▶ _What the exercise asks_: Count the lines in the listing below that contain the string "pole", and give only that number.

▶ _Material for this exercise_:

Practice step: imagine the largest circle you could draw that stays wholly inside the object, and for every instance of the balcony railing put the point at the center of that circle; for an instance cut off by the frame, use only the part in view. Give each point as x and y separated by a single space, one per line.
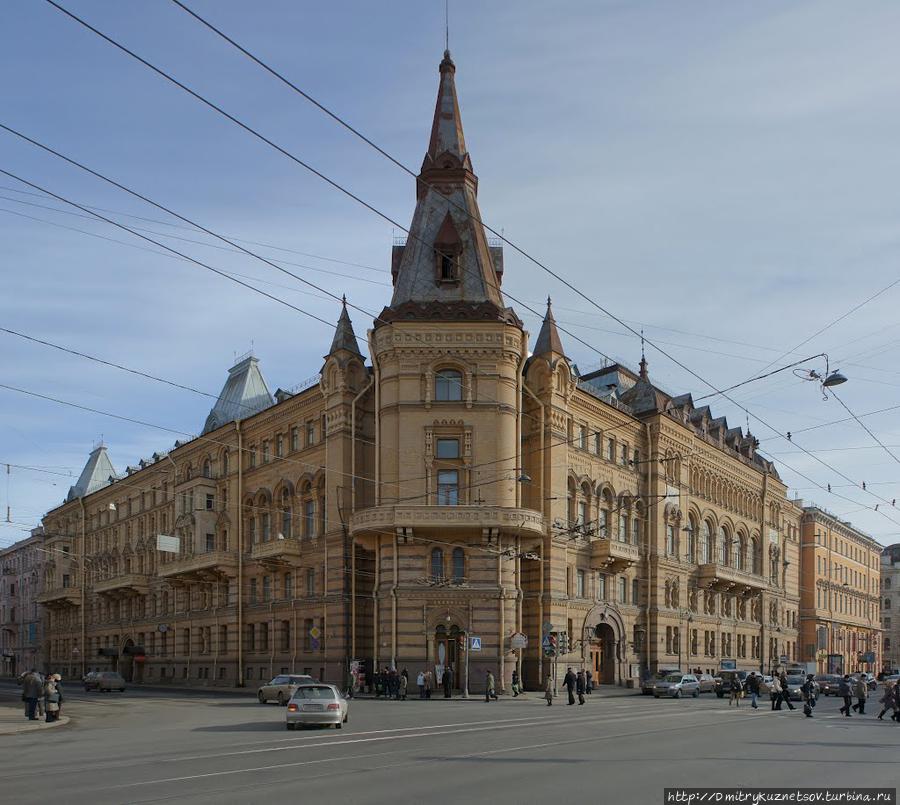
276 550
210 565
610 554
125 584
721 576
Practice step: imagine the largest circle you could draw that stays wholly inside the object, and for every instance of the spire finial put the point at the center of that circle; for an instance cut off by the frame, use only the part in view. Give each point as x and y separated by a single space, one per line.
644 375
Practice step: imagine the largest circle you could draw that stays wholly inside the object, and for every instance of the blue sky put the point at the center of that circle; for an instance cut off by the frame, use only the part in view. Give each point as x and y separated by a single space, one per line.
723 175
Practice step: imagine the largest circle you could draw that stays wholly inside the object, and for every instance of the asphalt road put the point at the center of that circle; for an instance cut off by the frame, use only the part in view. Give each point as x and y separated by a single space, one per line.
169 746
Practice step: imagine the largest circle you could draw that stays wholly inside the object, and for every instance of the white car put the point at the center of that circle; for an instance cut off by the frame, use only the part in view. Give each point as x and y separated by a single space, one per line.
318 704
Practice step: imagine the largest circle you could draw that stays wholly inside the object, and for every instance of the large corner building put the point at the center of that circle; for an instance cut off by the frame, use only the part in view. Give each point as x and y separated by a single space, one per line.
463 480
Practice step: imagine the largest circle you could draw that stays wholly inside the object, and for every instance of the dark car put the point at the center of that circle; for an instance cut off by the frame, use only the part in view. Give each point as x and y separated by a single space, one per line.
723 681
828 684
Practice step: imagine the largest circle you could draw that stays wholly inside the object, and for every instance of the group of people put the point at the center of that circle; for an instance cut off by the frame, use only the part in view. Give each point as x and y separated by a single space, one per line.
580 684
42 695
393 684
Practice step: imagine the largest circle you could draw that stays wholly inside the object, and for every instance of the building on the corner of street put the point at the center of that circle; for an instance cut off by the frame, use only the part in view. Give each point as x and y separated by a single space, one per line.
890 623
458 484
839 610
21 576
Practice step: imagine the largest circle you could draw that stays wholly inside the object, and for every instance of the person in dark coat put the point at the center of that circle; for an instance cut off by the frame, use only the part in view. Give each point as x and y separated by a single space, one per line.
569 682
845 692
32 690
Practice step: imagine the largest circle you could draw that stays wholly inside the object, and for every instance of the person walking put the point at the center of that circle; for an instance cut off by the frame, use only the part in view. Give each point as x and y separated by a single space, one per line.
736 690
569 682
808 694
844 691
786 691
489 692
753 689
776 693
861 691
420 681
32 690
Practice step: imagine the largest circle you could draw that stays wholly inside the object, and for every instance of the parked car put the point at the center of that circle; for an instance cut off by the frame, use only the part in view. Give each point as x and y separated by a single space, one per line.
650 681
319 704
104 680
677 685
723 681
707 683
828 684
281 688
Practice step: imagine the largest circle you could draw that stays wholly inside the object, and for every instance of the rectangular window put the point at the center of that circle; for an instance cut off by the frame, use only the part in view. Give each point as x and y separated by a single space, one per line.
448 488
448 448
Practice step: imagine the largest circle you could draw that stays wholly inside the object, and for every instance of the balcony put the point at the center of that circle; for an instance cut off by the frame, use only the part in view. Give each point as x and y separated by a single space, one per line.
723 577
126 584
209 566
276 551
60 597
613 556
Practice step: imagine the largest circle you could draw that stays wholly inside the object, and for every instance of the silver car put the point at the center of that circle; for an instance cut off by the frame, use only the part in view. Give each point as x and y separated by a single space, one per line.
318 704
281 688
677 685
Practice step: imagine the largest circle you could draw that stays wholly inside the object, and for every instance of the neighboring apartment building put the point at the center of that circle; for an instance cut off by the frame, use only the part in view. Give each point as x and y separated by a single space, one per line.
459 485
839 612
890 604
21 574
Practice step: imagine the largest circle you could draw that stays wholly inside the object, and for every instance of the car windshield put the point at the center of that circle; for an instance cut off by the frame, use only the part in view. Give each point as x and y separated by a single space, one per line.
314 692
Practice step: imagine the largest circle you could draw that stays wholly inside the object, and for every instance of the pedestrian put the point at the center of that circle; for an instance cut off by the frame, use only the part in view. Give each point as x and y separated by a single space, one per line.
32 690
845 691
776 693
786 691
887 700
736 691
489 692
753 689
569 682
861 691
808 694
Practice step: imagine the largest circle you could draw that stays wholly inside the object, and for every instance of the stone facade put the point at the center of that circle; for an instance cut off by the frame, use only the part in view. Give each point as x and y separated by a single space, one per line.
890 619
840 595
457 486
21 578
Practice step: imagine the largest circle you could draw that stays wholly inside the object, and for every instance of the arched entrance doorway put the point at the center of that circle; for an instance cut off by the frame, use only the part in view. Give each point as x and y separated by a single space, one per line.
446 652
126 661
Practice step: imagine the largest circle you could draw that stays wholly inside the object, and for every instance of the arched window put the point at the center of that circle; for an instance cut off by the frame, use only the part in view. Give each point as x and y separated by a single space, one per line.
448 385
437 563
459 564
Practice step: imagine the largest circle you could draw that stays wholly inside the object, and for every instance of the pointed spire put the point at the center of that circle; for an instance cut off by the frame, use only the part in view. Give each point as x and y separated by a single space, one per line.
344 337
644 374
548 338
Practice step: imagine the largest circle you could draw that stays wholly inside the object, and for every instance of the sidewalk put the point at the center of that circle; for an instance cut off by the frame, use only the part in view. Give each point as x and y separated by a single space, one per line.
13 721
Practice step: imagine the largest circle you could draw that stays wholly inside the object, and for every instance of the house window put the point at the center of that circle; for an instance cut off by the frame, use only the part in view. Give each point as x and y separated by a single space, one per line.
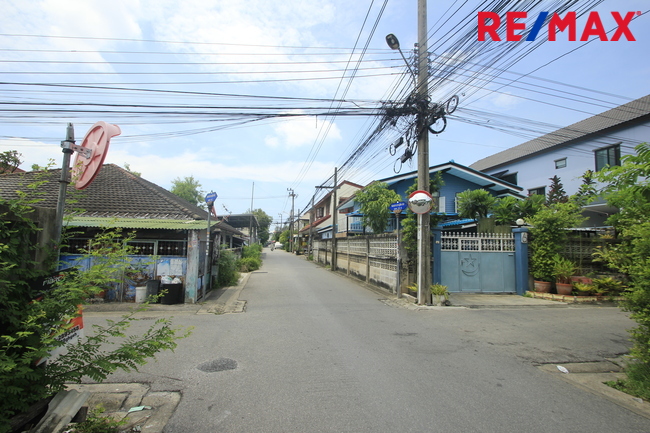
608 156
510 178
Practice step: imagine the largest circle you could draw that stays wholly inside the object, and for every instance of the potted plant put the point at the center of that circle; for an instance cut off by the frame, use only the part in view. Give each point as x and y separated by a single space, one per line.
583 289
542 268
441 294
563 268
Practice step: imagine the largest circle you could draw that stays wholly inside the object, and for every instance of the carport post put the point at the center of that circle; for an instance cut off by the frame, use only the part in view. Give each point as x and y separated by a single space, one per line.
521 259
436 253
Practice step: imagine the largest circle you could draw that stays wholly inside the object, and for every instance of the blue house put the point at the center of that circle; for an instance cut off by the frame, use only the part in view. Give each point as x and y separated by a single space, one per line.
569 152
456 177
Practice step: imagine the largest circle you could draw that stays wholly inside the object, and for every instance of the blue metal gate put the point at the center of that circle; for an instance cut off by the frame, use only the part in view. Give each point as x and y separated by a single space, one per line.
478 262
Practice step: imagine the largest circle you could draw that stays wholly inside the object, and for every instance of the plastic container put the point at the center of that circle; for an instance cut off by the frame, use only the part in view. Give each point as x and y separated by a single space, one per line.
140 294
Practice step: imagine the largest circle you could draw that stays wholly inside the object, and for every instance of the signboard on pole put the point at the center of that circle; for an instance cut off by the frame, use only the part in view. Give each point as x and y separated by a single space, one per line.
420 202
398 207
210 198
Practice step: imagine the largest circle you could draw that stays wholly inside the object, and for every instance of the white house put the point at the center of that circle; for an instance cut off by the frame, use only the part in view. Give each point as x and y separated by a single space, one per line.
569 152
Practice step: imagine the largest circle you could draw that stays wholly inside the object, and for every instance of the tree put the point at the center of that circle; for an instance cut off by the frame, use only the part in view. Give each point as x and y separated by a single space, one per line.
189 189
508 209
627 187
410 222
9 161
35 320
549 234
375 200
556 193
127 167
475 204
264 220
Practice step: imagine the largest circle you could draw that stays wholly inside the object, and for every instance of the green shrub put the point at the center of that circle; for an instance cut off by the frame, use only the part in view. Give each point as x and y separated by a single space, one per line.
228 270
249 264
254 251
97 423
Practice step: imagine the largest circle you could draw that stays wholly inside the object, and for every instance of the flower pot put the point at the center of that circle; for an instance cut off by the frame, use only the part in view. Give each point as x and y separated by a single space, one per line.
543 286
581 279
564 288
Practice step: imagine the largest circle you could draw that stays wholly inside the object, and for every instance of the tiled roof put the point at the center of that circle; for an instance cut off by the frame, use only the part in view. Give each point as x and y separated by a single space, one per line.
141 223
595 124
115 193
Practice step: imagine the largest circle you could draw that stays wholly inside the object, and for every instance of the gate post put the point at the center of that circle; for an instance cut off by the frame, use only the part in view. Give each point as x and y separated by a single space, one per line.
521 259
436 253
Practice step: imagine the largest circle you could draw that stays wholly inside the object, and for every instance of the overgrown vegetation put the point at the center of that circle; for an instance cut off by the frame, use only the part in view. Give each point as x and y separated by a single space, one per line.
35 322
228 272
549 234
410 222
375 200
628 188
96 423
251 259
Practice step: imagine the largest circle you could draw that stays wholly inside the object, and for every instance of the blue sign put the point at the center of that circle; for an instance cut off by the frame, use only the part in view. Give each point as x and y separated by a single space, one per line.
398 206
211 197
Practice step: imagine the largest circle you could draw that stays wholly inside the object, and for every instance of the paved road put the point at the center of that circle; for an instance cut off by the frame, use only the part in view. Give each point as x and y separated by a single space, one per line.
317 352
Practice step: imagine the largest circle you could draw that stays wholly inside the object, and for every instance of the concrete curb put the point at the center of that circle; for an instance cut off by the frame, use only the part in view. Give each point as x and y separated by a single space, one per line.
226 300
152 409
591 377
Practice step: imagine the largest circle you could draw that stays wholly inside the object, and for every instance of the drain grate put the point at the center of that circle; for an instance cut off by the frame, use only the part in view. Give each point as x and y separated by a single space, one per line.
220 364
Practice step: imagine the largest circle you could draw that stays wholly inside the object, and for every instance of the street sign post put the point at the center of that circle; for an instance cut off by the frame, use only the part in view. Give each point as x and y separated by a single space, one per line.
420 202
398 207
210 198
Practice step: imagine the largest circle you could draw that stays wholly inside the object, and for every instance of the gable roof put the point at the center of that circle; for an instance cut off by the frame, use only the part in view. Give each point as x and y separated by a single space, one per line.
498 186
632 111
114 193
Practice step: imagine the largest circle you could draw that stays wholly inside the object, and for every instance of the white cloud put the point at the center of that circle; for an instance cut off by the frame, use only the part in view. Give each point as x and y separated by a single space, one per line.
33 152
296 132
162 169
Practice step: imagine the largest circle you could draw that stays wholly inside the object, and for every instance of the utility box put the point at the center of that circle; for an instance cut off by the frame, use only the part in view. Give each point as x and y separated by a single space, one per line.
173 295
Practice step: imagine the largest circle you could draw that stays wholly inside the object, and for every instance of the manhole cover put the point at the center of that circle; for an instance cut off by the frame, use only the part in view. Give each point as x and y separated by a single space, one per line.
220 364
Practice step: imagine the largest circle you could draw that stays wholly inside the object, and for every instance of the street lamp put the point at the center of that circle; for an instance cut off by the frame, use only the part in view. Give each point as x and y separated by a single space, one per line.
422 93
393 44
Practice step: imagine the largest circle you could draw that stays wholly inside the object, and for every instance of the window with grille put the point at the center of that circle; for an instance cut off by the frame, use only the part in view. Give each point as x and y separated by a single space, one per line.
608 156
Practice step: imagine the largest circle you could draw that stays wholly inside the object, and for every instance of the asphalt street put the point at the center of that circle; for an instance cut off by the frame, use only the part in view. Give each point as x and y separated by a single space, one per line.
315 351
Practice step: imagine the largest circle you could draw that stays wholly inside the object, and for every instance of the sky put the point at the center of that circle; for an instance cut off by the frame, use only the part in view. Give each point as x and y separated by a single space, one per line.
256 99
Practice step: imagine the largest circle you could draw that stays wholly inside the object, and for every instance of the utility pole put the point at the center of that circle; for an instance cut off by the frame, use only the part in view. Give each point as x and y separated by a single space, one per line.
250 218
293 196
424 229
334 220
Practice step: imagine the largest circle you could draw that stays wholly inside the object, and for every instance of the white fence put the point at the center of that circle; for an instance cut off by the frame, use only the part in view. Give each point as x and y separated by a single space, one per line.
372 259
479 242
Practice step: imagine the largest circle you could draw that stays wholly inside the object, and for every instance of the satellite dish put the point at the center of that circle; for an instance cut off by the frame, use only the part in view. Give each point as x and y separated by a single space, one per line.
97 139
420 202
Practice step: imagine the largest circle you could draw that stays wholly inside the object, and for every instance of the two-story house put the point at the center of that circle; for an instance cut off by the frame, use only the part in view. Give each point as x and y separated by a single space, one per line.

▶ _Correct answer_: 2